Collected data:
=== Begin Enclosure ===

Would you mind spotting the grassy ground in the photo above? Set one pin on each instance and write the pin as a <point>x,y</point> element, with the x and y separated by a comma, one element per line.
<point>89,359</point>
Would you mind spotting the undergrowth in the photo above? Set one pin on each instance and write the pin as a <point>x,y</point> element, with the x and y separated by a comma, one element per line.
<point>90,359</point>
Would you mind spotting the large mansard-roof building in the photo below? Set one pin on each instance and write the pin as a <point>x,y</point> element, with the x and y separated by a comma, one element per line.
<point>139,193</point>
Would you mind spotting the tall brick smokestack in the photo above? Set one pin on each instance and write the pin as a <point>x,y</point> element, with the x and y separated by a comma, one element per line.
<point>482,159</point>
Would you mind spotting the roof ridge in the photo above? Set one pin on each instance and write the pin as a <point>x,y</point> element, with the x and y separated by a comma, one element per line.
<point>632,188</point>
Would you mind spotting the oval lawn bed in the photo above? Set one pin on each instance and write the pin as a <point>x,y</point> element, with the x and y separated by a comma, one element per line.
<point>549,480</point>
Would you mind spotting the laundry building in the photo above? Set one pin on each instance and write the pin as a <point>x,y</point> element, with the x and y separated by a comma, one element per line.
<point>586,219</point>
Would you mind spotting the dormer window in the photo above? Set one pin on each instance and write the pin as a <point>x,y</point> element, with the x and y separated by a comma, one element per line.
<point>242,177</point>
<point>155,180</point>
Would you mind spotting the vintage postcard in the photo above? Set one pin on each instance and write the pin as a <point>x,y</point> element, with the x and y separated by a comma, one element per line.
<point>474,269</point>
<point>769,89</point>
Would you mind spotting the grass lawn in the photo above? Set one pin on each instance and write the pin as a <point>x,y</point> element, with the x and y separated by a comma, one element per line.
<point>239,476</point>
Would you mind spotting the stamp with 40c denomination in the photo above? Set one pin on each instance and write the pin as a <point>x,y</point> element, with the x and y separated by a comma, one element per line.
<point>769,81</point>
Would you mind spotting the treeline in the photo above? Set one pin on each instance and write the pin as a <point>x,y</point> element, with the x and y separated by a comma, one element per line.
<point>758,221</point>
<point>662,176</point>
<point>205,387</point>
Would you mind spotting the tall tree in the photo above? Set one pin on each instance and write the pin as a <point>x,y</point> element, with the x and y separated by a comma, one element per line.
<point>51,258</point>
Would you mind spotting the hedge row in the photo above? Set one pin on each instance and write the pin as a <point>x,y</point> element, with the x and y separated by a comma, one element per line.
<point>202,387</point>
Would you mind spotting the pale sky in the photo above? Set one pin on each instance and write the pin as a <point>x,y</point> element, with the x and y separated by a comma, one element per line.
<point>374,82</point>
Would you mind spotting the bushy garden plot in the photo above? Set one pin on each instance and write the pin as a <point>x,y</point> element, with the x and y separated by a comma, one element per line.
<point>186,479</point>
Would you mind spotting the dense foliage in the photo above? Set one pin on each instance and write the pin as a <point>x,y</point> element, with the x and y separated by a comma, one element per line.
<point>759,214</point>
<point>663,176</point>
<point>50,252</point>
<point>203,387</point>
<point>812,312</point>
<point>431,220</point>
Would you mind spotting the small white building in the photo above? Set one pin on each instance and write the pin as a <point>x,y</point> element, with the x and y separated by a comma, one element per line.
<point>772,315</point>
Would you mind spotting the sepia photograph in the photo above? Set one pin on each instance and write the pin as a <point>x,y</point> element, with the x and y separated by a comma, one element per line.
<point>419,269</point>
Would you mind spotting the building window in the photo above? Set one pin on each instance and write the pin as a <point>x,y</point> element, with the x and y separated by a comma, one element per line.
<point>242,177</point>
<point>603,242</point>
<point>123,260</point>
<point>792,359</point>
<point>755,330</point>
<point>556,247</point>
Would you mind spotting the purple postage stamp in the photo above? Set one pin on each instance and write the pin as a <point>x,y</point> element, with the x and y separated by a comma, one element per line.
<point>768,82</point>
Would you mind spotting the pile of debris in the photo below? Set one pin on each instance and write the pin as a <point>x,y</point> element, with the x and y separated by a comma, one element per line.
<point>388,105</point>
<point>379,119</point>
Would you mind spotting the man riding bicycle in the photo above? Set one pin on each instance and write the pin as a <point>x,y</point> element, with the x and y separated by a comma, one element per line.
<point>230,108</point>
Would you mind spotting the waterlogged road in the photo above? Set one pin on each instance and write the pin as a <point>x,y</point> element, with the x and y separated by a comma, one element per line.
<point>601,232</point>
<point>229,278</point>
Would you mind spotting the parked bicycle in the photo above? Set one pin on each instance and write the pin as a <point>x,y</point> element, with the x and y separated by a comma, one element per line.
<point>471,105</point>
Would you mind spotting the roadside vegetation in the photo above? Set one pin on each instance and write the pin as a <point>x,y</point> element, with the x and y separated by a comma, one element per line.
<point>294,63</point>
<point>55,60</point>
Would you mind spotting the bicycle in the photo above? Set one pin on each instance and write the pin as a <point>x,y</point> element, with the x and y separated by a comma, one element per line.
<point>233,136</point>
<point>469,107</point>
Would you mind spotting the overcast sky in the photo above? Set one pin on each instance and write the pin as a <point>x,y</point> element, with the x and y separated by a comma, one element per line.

=== End Enclosure ===

The data above needs to be repeated exactly, line for line.

Would you mind spotting the grassy ground in the photo above? Set one pin on each instance and write the pin as a <point>x,y</point> element, with the x and y separated by a comma, one element per line.
<point>89,359</point>
Would you mind spotting the undergrowth in the photo above? Set one pin on each instance and write the pin as a <point>x,y</point> element, with the x and y separated by a comma, one element per line.
<point>90,359</point>
Would you mind spotting the large mansard-roof building in the photo below? Set one pin on each instance and write the pin as a <point>x,y</point> element, with the x and y separated by a comma, one element per line.
<point>139,193</point>
Would you mind spotting the tall brick smokestack in the photo above? Set one pin on each instance and write the pin as a <point>x,y</point> element, with the x and y separated by a comma, one element per line.
<point>482,159</point>
Would you mind spotting the roof ridge in the photo above? Set one pin on each instance and write the pin as a <point>x,y</point> element, with the x and y separated by a comma, one element per line.
<point>632,188</point>
Would you mind spotting the oval lawn bed in the photo above? Set one pin on each instance and write the pin as a <point>x,y</point> element, with the x and y separated by a comma, one element per line.
<point>549,480</point>
Would you mind spotting the laundry building in the photo above? Set one pin on each instance and write the pin as a <point>x,y</point> element, with the x and y separated by a comma, one element per line.
<point>586,219</point>
Would you mind spotting the dormer window in the photo above? Set one pin on each instance and write the pin as a <point>x,y</point> element, with the x and y separated by a comma, one element per line.
<point>242,177</point>
<point>155,180</point>
Would you mind spotting the vintage postcard in the photo above? Set one pin on each instance and write the pin as a <point>x,y</point> element, with the x and y separated by a comma, one element per line.
<point>474,269</point>
<point>769,89</point>
Would you mind spotting the grass lawn in the photo above? Set one pin on each instance and write the pin as a <point>x,y</point> element, with the x and y separated by a comma, one element per line.
<point>239,476</point>
Would you mind spotting the stamp with 40c denomination in the photo above? Set one pin on each instance and write the pin as a <point>x,y</point> element, with the x and y separated by a comma, one element per line.
<point>769,81</point>
Would you mind spotting the treeline in the photo above? Set one pin on each instance and write the pin as a <point>x,y</point> element, with the x and y separated by a comma, one element per line.
<point>758,221</point>
<point>662,176</point>
<point>205,387</point>
Would you mind spotting the tall tree in the photo above? Set one pin on each instance and write the pin as a <point>x,y</point> element, with the x and y separated by a comma, one element per line.
<point>51,258</point>
Would you mind spotting the hedge row in the photo above? Set one pin on each instance and write the pin as a <point>x,y</point> element, with the x and y separated by a comma, one element per line.
<point>202,387</point>
Would you mind spotting the pale sky in the photo above? Set one pin on each instance and write the pin as a <point>x,y</point> element, with the x and y separated by a comma, one element per line.
<point>374,82</point>
Would you mind spotting the bushy garden plot in the photo above? Set one pin on each instance and write the pin as a <point>x,y</point> element, with the x and y separated by a comma, one element per line.
<point>186,479</point>
Would you mind spotting the dense foliage in the photo above? Set one pin on each instance and write the pin as a <point>x,y</point> element, with the x and y separated by a comma, one element per line.
<point>759,214</point>
<point>663,176</point>
<point>50,252</point>
<point>203,387</point>
<point>812,312</point>
<point>431,220</point>
Would you mind spotting the small white building in the photo above? Set one pin on each instance and write the pin as a <point>x,y</point> element, with the x and y separated by a comma, one element per line.
<point>772,315</point>
Would you mind spotting the sepia photograph in the photo above? Set one pin on each instance and write the pin as a <point>x,y</point> element, with the x and y separated by a comma, one element per line.
<point>419,269</point>
Would you mind spotting the building window in the photo above? Set one pin on each instance and write the pin as a <point>x,y</point> element, with the x and y separated by a comma, one element per line.
<point>242,177</point>
<point>603,242</point>
<point>123,260</point>
<point>792,359</point>
<point>755,330</point>
<point>556,247</point>
Would you mind spotting the purple postage stamp in the photo above? Set one pin on each instance and write the pin as a <point>x,y</point> element, with the x and y separated by a comma, one element per line.
<point>768,82</point>
Would you mind spotting the pile of debris in the photo below? Set one pin on each instance and write the pin as a <point>x,y</point> element, with the x and y separated by a comma, one element per line.
<point>388,105</point>
<point>379,119</point>
Would you mind spotting the man riding bicycle in the photo above? Set one pin on each instance and write the pin as a <point>x,y</point> element, with the x and y separated by a comma, one element per line.
<point>230,108</point>
Would you mind spotting the waterlogged road in the photo above? Set one pin on each instance and write the pin as a <point>x,y</point> element, with the x and y separated by a comma, one element per line.
<point>601,232</point>
<point>229,278</point>
Would you mind spotting the parked bicycle in the photo above? Set one pin on each instance and write the pin as a <point>x,y</point> element, with the x and y separated by a comma, one element per line.
<point>471,105</point>
Would you mind spotting the roadside vegetation in the photo above? Set one pin on each instance and write the pin as a <point>x,y</point> element, with the x and y separated by a comma, one element per line.
<point>294,63</point>
<point>55,60</point>
Would you mind spotting the bicycle in the photo above? Set one pin on each instance and write the pin as a <point>x,y</point> element, with the x and y separated by a comma, one element per line.
<point>233,136</point>
<point>469,107</point>
Would you mind spotting the overcast sky in the photo above? Set one pin on each instance and write the pin as a <point>x,y</point> element, with the x and y separated by a comma, one element per line.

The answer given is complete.